AIM OF THE EXERCISE
Which of the lines below include the word "field"? Pull each one out.

LISTED RECORDS
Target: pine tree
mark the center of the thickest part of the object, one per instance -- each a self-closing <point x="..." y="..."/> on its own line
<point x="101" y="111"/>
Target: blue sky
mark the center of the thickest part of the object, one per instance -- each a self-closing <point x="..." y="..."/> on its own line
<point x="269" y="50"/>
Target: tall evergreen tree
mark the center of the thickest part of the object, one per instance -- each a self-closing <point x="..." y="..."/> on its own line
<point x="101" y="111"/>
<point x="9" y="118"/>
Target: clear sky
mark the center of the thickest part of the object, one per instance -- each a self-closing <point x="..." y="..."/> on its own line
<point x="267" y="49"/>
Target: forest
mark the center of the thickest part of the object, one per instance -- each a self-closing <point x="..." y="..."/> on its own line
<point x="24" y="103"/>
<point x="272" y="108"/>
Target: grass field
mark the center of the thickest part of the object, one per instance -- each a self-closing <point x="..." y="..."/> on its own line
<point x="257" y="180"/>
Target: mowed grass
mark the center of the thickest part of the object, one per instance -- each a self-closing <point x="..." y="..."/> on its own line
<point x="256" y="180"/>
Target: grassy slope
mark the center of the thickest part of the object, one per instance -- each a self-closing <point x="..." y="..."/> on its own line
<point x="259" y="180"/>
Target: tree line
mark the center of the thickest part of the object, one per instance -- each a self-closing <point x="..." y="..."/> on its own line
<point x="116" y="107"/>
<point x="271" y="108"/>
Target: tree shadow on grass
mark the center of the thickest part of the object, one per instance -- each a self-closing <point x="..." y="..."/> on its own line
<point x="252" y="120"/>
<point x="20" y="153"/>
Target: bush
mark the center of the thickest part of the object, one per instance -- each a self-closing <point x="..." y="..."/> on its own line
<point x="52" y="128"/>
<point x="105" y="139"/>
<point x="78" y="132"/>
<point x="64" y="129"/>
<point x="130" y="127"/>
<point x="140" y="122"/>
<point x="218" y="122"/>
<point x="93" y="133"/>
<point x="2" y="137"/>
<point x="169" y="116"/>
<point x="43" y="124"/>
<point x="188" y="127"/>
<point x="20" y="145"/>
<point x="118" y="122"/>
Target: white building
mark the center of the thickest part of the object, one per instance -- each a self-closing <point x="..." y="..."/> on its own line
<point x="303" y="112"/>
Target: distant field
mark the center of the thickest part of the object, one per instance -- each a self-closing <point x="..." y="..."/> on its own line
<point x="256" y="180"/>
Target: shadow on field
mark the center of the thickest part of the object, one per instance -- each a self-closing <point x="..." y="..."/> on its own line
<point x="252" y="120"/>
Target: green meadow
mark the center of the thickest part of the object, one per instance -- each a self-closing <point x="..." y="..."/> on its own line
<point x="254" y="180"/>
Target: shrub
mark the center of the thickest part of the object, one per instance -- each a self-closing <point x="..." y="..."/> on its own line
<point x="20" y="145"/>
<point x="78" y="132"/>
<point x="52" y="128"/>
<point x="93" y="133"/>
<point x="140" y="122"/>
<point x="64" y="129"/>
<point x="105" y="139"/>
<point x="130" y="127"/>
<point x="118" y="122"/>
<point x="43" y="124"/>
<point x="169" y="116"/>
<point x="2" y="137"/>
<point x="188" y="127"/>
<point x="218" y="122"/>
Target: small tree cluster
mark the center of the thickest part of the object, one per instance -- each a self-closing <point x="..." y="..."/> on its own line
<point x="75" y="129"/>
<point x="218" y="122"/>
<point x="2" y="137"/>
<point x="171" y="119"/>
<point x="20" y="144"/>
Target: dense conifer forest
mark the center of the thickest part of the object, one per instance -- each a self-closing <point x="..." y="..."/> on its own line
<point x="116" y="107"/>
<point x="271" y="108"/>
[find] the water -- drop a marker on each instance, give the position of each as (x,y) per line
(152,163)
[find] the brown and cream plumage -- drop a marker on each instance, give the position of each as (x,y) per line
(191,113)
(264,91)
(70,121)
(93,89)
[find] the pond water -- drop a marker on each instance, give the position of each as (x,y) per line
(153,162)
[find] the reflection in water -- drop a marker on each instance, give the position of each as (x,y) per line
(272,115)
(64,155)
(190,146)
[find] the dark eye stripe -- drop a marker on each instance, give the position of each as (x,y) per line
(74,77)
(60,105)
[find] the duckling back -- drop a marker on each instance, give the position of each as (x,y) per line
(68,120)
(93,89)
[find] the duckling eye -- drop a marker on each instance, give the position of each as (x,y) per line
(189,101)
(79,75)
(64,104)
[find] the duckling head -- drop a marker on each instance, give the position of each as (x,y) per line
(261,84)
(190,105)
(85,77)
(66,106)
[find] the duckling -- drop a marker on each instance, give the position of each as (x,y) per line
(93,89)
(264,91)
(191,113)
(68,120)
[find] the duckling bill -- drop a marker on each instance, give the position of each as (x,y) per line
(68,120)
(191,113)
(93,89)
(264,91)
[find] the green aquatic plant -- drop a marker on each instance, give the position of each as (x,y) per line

ANSWER BOX
Target: grass field
Target: distant field
Target: shadow on field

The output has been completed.